## Work order
Whenever the string "Query" appears in a line below, please copy the line out.

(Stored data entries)
------------------------------
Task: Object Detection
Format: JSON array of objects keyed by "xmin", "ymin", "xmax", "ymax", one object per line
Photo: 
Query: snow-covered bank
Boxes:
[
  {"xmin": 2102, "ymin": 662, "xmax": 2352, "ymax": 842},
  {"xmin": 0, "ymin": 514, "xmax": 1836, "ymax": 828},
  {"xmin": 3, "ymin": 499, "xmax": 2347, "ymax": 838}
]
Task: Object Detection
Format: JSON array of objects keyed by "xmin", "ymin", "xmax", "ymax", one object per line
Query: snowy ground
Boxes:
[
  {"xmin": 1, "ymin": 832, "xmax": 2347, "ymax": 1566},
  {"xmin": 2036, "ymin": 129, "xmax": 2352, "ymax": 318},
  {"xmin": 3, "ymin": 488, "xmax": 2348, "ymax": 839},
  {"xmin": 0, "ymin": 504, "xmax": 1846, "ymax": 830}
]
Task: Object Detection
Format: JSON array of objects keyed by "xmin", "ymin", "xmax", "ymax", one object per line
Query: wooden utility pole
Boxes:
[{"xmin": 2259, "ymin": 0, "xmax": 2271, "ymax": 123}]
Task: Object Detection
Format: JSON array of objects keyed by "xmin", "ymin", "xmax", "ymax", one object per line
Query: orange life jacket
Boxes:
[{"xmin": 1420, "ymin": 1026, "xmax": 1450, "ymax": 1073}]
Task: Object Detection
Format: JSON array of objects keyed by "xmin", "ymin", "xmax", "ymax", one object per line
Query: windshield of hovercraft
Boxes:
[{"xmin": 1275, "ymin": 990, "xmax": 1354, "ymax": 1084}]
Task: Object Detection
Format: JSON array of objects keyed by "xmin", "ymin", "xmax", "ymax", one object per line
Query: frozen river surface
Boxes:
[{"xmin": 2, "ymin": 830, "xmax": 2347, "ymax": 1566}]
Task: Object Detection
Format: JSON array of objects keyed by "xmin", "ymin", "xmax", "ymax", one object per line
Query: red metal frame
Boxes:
------------------------------
## Task solution
Query: snow-covered bank
Query: snowy ground
Query: wooden utility pole
Query: orange life jacket
Query: windshield of hovercraft
Query: frozen river surface
Query: red metal frame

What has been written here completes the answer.